#### SUPPLIED TEXT
The World Health Organisation published the following definition of AIDS that was exclusively applicable to developing countries. (3)

Tabel 1: WHO AIDS Definition (1986) for adults in developing countries (3): Major signs: - weight loss 10% - chronic diarrhoea 1 month - fever 1 month (intermittent or constant) Minor signs: - cough for > 1 month - generalized itching - recurrent herpes zoster - oro-pharyngeal candidiasis - chronic progressive and disseminated herpes simplex infection - generalized lymphadenopathy

Exclusion criteria: - cancer - severe malnutrition - other recognized causes

AIDS is defined by the existance of: - at least 2 major signs and - at least 1 minor sign and - in absence of any exclusion criteria or - in a patient with generalized Kaposi's sarcoma or - in a patient with cryptococcal meningitis

Under this, someone is declared to be suffering from AIDS if they have had, for example, diarrhoea for more than a month, pronounced weight loss and coughing or general itching and no other cause can be ascertained with available means. On this definition an HIV test is expressly not necessary, and shortage of funds means that one is still only rarely carried out today. And on the Ugandan health ministry's registration form for people with AIDS the possibility of an HIV test is not even mentioned. This means that AIDS, the illness that in the words of Professor Luc Montagnier, the man who discovered HIV, "has no typical symptoms", is being diagnosed in developing countries exclusively on the basis of symptoms. (7) The symptoms called for are not exactly rare in a country with twenty years of systematic destruction behind it. So it is not really surprising that, as a result, Uganda has been declared as the country with the highest AIDS rate.

#### ENTRIES PROVIDED
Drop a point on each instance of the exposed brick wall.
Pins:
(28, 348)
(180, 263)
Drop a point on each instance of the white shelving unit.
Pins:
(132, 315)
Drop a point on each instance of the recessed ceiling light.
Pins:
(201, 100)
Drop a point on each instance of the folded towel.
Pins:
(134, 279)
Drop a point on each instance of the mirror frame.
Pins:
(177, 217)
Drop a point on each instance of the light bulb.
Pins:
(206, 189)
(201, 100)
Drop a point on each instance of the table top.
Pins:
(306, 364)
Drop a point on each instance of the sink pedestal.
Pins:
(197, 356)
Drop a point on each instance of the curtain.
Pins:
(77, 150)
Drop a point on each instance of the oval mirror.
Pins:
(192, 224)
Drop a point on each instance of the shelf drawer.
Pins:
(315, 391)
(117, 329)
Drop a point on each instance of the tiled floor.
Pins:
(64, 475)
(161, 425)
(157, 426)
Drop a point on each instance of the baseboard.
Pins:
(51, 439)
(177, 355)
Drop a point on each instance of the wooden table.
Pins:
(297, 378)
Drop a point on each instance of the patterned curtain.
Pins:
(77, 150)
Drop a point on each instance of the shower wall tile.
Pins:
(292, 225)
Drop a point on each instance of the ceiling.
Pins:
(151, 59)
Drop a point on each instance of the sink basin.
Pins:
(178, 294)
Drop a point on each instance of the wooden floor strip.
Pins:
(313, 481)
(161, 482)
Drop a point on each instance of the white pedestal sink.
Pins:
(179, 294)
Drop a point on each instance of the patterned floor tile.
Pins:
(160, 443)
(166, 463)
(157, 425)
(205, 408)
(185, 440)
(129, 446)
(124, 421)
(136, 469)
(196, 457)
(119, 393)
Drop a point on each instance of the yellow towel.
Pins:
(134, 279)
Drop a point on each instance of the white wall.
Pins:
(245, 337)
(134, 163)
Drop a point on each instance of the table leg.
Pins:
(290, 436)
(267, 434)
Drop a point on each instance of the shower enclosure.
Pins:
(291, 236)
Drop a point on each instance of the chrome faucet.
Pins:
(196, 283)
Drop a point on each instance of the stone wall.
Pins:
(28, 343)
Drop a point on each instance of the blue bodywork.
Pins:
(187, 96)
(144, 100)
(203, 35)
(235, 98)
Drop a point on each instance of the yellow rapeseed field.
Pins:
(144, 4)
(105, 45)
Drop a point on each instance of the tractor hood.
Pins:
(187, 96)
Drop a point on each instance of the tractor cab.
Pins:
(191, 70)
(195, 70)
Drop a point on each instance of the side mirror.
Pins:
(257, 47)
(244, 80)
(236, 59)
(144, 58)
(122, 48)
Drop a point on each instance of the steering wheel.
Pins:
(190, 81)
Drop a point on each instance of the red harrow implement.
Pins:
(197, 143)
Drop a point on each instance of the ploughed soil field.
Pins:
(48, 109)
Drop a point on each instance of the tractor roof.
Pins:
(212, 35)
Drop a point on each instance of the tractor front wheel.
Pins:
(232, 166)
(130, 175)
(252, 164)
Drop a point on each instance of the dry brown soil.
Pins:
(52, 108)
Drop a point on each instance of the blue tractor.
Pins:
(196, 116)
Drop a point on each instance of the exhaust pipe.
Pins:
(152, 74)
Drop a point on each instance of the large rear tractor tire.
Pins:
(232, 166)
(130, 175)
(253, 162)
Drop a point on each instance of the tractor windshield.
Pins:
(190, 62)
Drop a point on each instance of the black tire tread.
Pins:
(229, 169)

#### PROMPT
Using the AIDS definition text, answer these:
1. How long must fever last to count as a major sign?
2. What are the three exclusion criteria?
3. What is not even mentioned on the Ugandan health ministry's registration form for people with AIDS?
Work only from the AIDS definition text; the material plays no part here.

#### RESPONSE TO THE EXERCISE
1. One month, whether intermittent or constant.
2. Cancer, severe malnutrition, and other recognized causes.
3. The possibility of an HIV test.